Quoted passage ->
Far-Right Republicans’ Radical, Bigoted Attack on the Defense Bill

Even the military isn’t safe from the GOP’s war on wokeness.

Drew Angerer/Getty Images
Representative Chip Roy, a member of the House Freedom Caucus

The rhetoric Republicans are trotting out as they prepare to wage culture war over our national security is tiresomely familiar.

“The Department of Defense’s transformation into a social engineering experiment wrapped in a uniform is the single greatest threat to this nation’s ability to defend itself,” far-right Representative Chip Roy told CNN. Senator Tom Cotton told Fox News: “The defense bill isn’t the place for Democrats to indulge the wild ideas of their latest social experiments.”

And then there was Army Col. Eugene R. Householder, who admonished that his service “is not a sociological laboratory” and that attempts to tamper with it “are a danger to efficiency, discipline, and morale and would result in defeat.”

Oh wait, sorry. Householder wasn’t speaking on the National Defense Authorization Act for Fiscal Year 2024, but rather the contentious issue of racially integrating the military—in December 1941. (He gave those remarks to the Conference of Negro Editors and Publishers, no less.)

So there is something painfully familiar about the arguments hard-right conservatives are bandying in this week’s big House fight over the $886 billion defense bill. At the same time, there’s something frighteningly radical about the stakes of this fight. There’s a real chance that the rabid right could spur (yet another) government shutdown; it’s already torching one of the last bipartisan traditions in Congress: supporting our troops by voting them lots and lots of money.

The reason: The GOP’s unruly right rump is having another one of its culture-war tantrums over national security issues like abortion and LGBTQ rights. Still angry that House Speaker Kevin McCarthy didn’t torch the global economy by forcing a U.S. debt default, the House Freedom Caucus and its fellow marauders issued new sets of demands this week, seeking to force votes on amendments which would prevent the Defense Department from helping its employees travel to get abortion care. They also want to defund the Pentagon’s diversity, equity, and inclusion programs, and to ban the military’s use of electric vehicles. After all, why in the name of Gen. Jack D. Ripper would we have any interest in reducing our military’s reliance on gasoline?

This is neither to fetishize bipartisanship nor sanctify our mind-boggling defense budget. But when so little of Congress remains relatively uninfected by a hyperpartisanship which brooks neither compromise nor quarter and prizes performance art over progress, it is striking and clarifying when another issue of general agreement succumbs.

As America’s most sanctimonious self-appointed guardians, House conservatives go on about keeping the nation strong by pouring as much money into its military as they can (while—ha!—carping about deficits). But their political nihilism used to stop at the defense budget’s generous edge. It started lapping over in recent years and now threatens to flood.

Exercise task 1 ->
Decide whether each statement agrees with the defense bill article. For each one, answer yes or no and quote the words of the article that decide it.
(a) The defense bill at the center of this week's House fight is worth $886 billion.
(b) Householder's remarks were about the National Defense Authorization Act for Fiscal Year 2024.
(c) Senator Tom Cotton made his statement to CNN.
Exercise task 2 ->
Print the section of the defense bill article that starts at "So there is" and ends at "lots of money.".
Exercise task 3 ->
Write the next part of the defense bill article, picking up after its final sentence.

Supplied information ->
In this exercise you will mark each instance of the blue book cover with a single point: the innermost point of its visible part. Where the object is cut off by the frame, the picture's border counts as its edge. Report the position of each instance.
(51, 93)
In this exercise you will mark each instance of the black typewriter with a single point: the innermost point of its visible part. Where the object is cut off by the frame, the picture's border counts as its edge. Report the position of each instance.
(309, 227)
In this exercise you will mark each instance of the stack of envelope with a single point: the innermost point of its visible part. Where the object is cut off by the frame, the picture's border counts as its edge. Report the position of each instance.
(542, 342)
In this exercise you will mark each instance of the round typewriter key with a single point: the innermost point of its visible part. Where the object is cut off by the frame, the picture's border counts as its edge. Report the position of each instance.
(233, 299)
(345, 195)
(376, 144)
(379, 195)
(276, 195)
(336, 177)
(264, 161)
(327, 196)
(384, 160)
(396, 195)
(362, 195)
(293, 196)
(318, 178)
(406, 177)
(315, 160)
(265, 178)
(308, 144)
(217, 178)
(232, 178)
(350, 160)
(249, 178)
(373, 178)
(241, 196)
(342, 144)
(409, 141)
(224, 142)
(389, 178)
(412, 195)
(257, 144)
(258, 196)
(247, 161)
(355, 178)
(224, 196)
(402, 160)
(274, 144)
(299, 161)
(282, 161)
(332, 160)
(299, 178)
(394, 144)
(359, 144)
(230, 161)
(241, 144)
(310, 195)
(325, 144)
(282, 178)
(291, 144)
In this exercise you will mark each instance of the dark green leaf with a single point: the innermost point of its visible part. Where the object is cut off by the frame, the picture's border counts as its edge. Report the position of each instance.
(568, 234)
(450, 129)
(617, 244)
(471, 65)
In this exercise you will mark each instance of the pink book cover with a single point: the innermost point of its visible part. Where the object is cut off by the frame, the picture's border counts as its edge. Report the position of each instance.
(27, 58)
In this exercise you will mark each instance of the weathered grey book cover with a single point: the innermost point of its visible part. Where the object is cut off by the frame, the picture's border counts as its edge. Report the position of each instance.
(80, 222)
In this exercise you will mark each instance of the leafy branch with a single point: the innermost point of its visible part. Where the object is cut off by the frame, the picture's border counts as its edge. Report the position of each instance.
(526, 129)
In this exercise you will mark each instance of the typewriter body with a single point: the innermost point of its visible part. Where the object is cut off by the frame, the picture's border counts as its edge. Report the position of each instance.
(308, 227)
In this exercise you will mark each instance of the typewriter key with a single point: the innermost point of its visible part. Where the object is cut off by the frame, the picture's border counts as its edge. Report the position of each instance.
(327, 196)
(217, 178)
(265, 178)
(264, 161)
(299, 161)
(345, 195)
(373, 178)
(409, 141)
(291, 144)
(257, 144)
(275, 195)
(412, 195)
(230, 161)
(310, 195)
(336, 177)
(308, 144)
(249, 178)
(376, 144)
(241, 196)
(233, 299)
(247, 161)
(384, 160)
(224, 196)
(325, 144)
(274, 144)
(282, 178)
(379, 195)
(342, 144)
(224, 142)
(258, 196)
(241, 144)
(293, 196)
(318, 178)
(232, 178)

Final result 1 ->
(a) Yes: "this week’s big House fight over the $886 billion defense bill"
(b) No: "Householder wasn’t speaking on the National Defense Authorization Act for Fiscal Year 2024, but rather the contentious issue of racially integrating the military—in December 1941."
(c) No: "Senator Tom Cotton told Fox News"

Final result 2 ->
So there is something painfully familiar about the arguments hard-right conservatives are bandying in this week’s big House fight over the $886 billion defense bill. At the same time, there’s something frighteningly radical about the stakes of this fight. There’s a real chance that the rabid right could spur (yet another) government shutdown; it’s already torching one of the last bipartisan traditions in Congress: supporting our troops by voting them lots and lots of money.

Final result 3 ->
So the people who most ostentatiously strut around professing their loyalty to the troops are putting in danger the flow of funds they absolutely insist is vital to said armed forces and our national security. And they’re doing it to score cheap political points with their constituents in unwinnable battles.

After all, even some Republicans—those whose swing districts make them vulnerable to the desires of voters outside of their party’s base—oppose these radical proposals. That’s why the bill might go down. There’s even talk that the conservative chaos agents could fail to provide the procedural votes necessary for the House to even debate the bill. Given that the National Defense Authorization Act ordinarily is the easiest recurring funding bill to pass, it raises real questions about whether Congress will be able to agree to fund the government in the fall.

But let’s say McCarthy is able to hold his conference together long enough to do the House Freedom Caucus’s bidding. Do Republicans think that the Senate is going to pass—let alone President Biden sign—a bill rolling back some of the few abortion supports the federal government is still able to offer? Is this really the proverbial hill upon which they want to immolate themselves? Why do they hate our military? (Or so Democrats are prepared to ask.)

Then again, the Freedom Caucus is not interested in governing, just performance art involving live flame. Ensuring that the troops get paid is less important than ensuring that you’re heard in the conservative ecosphere pounding the hottest buttons for your fights. These are the people trying to keep their House colleagues on a tight leash. Having emerged healthy from their last tantrum, the hard right can’t resist the opportunity to strike at the next big, inviting target. And if McCarthy is able to navigate this set of landmines without having his gavel blown off, the pressure will only build for a grand spectacle when it’s time to keep the government running in the fall.

It’s the same animus that has driven freshman Alabama Senator Tommy Tuberville to single-handedly shut down all senior-level Pentagon promotions for months over the Defense Department’s abortion policy. The guy who needed to sleep on the question of whether white nationalists were racists now wants to further inhibit abortion access for women service members. “We will lose talent” because of Tuberville’s antics, Air Force Gen. C.Q. Brown, Biden’s nominee to chair the Joint Chiefs of Staff, told the Senate Armed Services Committee on Tuesday.

Which brings us back to the too-familiar ring of the GOP’s “social engineering experiment” talking points. “The Army is not a sociological laboratory; to be effective it must be organized and trained according to the principles which will insure success,” Householder told the Black editors and publishers on the day after bombs fell on Pearl Harbor. “Experiments to meet the wishes and demands of the champions of every race and creed for the solution of their problems are a danger to efficiency, discipline and morale and would result in ultimate defeat.”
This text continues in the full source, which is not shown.